-- Passage follows --

Submitted to: Journal of American Leather Chemists Association
Publication Type: Peer Reviewed Journal
Publication Acceptance Date: 1/26/2010
Publication Date: 6/1/2010
Citation: Taylor, M.M., Lee, J., Bumanlag, L.P., Hernandez Balada, E., Brown, E.M. 2010. Effect of chrominium in blue hides on activity of microbial transglutaminase. Journal of American Leather Chemists Association. 105(6):175-180.

Interpretive Summary: In recent years, we have produced and successfully applied products that fill leather to give a more uniform product, by enzymatically treating waste proteins, such as gelatin from the leather industry and casein and whey from the dairy industry. These treatments have resulted in leather products with improved properties. To insure that these products do not migrate out of the leather either during washing steps or when the leather is further processed, we have used an enzyme treatment which reacts with the hide and with the fillers and holds them in place. Many tanning agents are used in hide treatment, one of which is chromium, and in this study we investigated what part the chromium would play in the enzyme’s ability to react. In a model system study using gelatin to represent leather, the enzyme was reacted in the presence and absence of chromium. Finally to show that the enzyme helped to hold the fillers in place, we added a fluorescent label to the fillers before hide treatment; this label can be seen in the treated leather with an appropriately equipped microscope. It was shown that the amount of chromium in the reaction solutions was quite low, that its presence does not affect the enzyme assay, that in a model protein modification system in which the enzyme is reacting in a chromium environment, similar results to that reacted in water were found, and, finally, that these fillers were not removed during the washing steps. This study has further confirmed the important role that the enzyme plays in hide filler treatments.

-- Passage concluded --
-- Data records follows --

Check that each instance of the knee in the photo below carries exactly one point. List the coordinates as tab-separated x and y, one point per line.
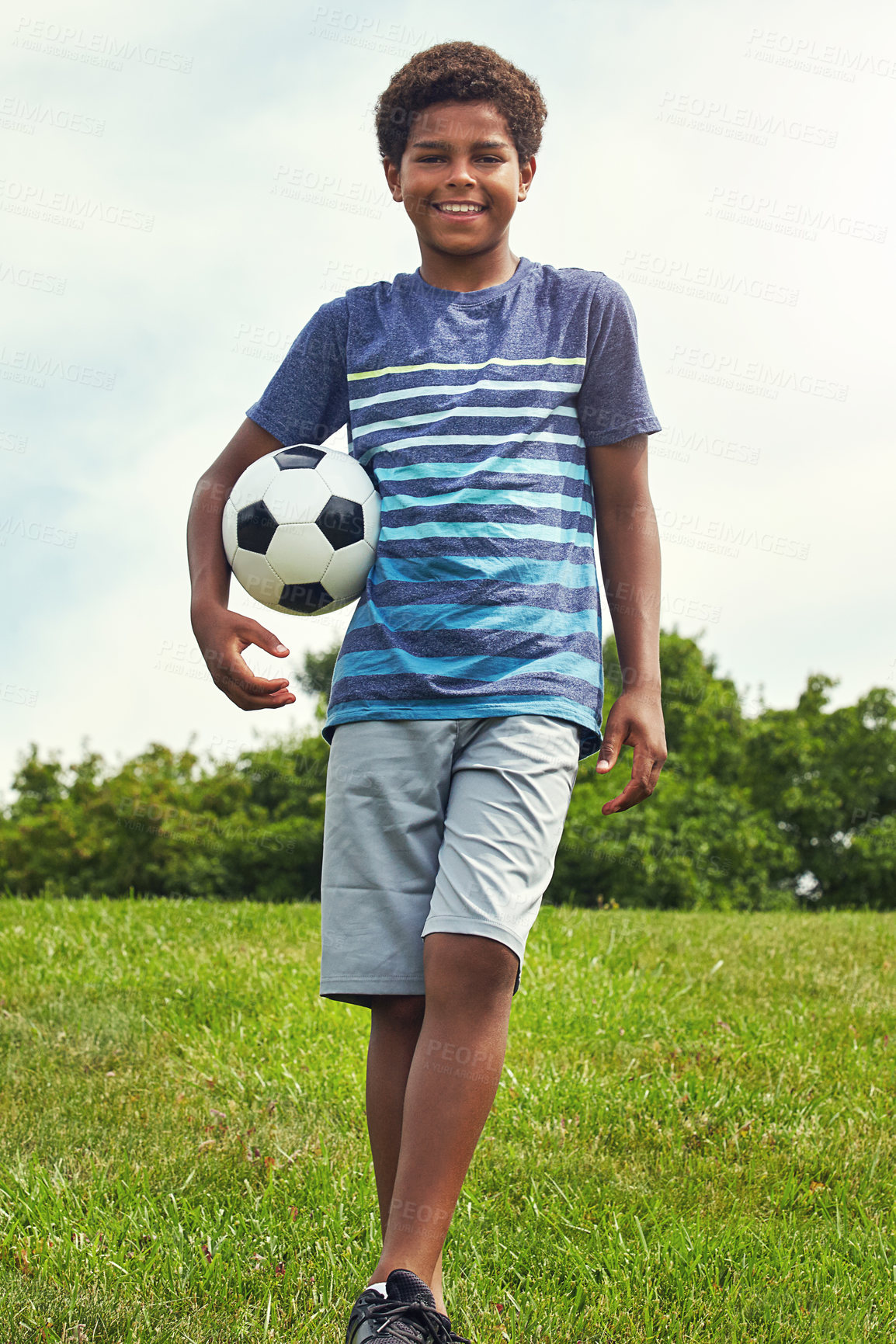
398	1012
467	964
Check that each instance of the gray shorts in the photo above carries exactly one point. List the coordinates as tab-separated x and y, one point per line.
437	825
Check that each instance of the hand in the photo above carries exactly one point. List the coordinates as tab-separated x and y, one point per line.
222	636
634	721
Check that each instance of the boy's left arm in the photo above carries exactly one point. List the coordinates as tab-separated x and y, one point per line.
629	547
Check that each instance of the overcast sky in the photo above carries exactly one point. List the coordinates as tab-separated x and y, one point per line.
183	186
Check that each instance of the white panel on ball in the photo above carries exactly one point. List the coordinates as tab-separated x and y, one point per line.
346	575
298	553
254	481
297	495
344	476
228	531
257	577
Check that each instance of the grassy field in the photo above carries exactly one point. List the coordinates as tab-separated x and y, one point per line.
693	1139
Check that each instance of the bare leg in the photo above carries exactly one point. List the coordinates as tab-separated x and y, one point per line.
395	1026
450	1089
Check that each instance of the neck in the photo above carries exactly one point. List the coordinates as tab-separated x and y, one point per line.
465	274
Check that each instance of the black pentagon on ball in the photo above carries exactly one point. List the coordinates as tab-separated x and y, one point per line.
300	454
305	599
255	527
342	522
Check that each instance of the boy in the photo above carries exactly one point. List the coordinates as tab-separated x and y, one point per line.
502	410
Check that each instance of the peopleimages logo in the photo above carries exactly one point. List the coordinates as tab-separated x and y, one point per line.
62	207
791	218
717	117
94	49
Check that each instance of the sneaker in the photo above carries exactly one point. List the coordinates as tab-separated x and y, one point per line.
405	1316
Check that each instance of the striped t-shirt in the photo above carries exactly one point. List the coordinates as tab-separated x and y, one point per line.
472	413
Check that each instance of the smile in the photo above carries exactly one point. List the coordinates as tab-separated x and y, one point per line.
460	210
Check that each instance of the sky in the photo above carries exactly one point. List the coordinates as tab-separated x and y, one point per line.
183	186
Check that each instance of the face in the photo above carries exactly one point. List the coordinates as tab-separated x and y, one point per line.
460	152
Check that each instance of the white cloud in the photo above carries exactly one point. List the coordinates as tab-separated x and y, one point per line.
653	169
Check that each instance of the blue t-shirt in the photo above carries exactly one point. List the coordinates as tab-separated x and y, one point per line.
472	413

-- Data records concluded --

• What the task requires: Please state what the leather-filler summary says was added to the fillers before hide treatment to show that the enzyme held them in place.

• Response to the task: A fluorescent label was added to the fillers.